_AIM_:
Reproduce part of the page on importing JSON and CSV files, starting with the words "The mappings files" and ending after the words "to import data.".
START PASSAGE TO READ
Importing JSON and CSV Files

This page discusses how to import JSON and CSV files into Stardog.

Page Contents

Importing CSV Files
Example CSV Import
Importing JSON Files

The same Virtual Graph commands and mappings that are used for creating virtual graphs can be used to import data from delimited (CSV or TSV) and JSON files. Imported data from delimited and JSON files is not truly virtual, but is part of our Virtual Graph APIs and docs because it shares the same mappings syntax.

The mappings files for importing text files must be expressed in SMS2.
Unlike all other Virtual Graph data sources, the WHERE clause in SMS2 mappings for text files supports any SPARQL query function when BIND-ing transformed values to new variables.
A user requires WRITE permission on a database in order to import JSON or CSV files. If Named Graph Security is enabled, they will also require WRITE permission on the named graph into which they want to import data.

Importing CSV Files

From the CLI:

To import a CSV file from the command line, provide the CSV file as the last argument to the virtual import command:

$ stardog-admin virtual import myDB cars.sms cars.csv

In the example above:

myDB is the database we are going to import the mapped CSV into
cars.sms is the SMS2 mapping defining how the CSV will be mapped to RDF
cars.csv is the CSV file to be imported

Using Designer:

It’s also possible to import CSV files using Stardog Designer. See Designer’s CSV Upload for more information.

CSV Properties File

If the input file is using a different kind of separator, e.g. tab character, a properties file can be provided in the virtual import CLI command:

$ stardog-admin virtual import myDB cars.properties cars.sms cars.tsv

The properties file is a Java properties file.

The properties file for CSVs can specify values for the following virtual graph properties:

Property	Description	Default
`csv.separator`	character for separating fields	`,`
`csv.quote`	The character used to enclose fields in a delimited file. Used for strings that contain field separator characters. To escape a CSV Quote character within a string that is enclosed in CSV Quote characters, use two consecutive CSV Quote characters	`"`
`csv.escape`	character for escaping special characters
`csv.header`	boolean value for specifying whether or not the input file has a header line at the beginning	`true`
`csv.hash.function`	the hash function to use for fields prefixed with a `#`	`SHA1`
`csv.skip.empty`	Whether to treat empty (zero-length) fields in delimited files as null	`true`
`unique.key.sets`	the set of columns that uniquely identify each row

The csv.escape character is used as an alternative to the csv.quote character. To escape a csv.quote character within a string that is enclosed in csv.quote characters, use two consecutive csv.quote characters. Do not set csv.escape to the csv.quote character.
END PASSAGE TO READ
START RECORDED DATA
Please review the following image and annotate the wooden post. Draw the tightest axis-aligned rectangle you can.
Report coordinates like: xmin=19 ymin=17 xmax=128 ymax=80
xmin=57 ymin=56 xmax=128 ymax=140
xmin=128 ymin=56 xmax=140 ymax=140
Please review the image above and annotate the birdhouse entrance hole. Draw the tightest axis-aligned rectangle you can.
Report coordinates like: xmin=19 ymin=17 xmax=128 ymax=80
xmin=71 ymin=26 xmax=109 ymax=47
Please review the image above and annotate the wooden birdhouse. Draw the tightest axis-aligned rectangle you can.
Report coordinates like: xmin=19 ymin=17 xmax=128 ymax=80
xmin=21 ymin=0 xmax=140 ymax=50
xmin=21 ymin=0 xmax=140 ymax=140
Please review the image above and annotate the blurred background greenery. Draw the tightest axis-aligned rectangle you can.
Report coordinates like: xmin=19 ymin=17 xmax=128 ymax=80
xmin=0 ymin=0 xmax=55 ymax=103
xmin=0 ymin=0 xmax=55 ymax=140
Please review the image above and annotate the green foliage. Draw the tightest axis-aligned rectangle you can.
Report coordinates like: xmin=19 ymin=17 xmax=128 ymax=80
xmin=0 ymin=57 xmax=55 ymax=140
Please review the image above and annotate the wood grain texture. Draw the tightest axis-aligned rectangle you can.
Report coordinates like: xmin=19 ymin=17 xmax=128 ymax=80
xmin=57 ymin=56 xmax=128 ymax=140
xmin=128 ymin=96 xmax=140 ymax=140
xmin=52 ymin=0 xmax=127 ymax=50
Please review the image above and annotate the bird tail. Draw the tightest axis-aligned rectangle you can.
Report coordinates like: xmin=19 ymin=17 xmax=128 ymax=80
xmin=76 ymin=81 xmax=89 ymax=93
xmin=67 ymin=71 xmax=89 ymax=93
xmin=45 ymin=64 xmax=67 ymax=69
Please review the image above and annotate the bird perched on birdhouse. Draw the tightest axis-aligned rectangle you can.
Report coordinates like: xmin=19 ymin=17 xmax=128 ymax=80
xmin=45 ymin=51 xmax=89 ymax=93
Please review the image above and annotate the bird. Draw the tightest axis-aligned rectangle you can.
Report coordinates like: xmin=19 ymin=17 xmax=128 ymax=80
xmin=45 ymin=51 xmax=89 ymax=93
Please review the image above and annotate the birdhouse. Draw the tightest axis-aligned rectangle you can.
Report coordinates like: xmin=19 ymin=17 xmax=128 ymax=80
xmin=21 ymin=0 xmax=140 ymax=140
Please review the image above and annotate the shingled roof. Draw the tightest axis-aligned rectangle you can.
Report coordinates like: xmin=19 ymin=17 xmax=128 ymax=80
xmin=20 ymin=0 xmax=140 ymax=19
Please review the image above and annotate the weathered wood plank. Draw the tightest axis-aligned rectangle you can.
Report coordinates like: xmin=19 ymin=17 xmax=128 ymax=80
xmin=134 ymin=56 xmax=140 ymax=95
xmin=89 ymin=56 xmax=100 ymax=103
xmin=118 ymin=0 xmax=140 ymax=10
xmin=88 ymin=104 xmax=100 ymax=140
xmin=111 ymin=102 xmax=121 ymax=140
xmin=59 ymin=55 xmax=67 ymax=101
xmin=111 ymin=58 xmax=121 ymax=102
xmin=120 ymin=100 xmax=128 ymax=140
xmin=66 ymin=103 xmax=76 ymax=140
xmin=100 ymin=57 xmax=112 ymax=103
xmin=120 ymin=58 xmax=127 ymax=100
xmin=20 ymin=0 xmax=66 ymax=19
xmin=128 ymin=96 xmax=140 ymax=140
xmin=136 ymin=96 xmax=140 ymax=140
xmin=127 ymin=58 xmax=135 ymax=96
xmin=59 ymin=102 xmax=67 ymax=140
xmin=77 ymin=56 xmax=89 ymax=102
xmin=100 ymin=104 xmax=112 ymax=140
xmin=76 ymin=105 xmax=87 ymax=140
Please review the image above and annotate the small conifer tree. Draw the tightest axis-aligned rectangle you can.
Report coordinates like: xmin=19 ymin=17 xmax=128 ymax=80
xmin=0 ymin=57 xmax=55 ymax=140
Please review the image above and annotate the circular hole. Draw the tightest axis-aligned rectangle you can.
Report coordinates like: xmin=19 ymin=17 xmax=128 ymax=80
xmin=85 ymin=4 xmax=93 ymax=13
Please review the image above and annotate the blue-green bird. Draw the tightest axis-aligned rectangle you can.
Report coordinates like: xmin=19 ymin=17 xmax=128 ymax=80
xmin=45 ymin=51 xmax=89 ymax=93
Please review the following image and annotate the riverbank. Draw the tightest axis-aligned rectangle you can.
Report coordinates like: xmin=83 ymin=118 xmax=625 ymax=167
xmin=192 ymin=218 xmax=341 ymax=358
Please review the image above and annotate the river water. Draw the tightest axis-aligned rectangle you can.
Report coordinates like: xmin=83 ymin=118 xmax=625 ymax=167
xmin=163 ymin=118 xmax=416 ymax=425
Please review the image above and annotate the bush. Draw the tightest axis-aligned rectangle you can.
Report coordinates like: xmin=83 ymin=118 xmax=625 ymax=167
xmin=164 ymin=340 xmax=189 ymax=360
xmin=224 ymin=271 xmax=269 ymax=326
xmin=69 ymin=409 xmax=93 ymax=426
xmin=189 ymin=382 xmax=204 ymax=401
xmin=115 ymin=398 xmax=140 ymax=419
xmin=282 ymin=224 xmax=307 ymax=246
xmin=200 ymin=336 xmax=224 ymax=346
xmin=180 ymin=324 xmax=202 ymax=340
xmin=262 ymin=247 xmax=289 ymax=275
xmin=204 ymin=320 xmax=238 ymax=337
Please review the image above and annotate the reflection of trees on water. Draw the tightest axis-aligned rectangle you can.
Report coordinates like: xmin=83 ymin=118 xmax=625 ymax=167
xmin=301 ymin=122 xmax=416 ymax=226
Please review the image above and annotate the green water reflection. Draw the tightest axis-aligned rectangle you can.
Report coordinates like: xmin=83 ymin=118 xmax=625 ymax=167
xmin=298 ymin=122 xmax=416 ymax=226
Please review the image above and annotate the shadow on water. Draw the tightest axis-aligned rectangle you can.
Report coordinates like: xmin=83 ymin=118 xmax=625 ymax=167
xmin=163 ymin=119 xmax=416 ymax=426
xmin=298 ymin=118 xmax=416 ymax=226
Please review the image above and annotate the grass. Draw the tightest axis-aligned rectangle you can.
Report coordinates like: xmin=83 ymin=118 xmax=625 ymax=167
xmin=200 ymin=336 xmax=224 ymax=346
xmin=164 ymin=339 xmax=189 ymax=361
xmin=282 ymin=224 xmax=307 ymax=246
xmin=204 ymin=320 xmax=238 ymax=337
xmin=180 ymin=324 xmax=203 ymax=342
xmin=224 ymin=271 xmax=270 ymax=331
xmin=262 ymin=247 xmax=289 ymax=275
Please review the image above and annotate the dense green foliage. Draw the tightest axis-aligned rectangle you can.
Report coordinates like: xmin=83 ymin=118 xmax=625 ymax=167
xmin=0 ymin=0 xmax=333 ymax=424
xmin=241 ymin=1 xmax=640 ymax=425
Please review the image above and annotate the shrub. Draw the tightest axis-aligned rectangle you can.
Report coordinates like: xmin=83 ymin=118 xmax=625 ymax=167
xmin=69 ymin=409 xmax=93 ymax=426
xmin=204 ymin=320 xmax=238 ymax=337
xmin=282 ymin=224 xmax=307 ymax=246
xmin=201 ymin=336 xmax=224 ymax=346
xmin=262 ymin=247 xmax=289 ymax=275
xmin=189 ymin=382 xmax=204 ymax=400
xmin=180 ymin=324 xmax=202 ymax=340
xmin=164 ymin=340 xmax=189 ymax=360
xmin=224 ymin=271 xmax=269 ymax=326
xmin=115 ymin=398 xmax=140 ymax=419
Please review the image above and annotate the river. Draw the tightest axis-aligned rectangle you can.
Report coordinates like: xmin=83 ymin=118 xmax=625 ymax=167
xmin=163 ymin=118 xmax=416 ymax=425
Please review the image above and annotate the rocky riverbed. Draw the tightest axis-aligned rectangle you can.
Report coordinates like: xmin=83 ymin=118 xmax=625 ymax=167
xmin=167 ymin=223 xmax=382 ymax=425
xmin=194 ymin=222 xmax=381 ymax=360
END RECORDED DATA
_TASK SOLUTION_:
The mappings files for importing text files must be expressed in SMS2.
Unlike all other Virtual Graph data sources, the WHERE clause in SMS2 mappings for text files supports any SPARQL query function when BIND-ing transformed values to new variables.
A user requires WRITE permission on a database in order to import JSON or CSV files. If Named Graph Security is enabled, they will also require WRITE permission on the named graph into which they want to import data.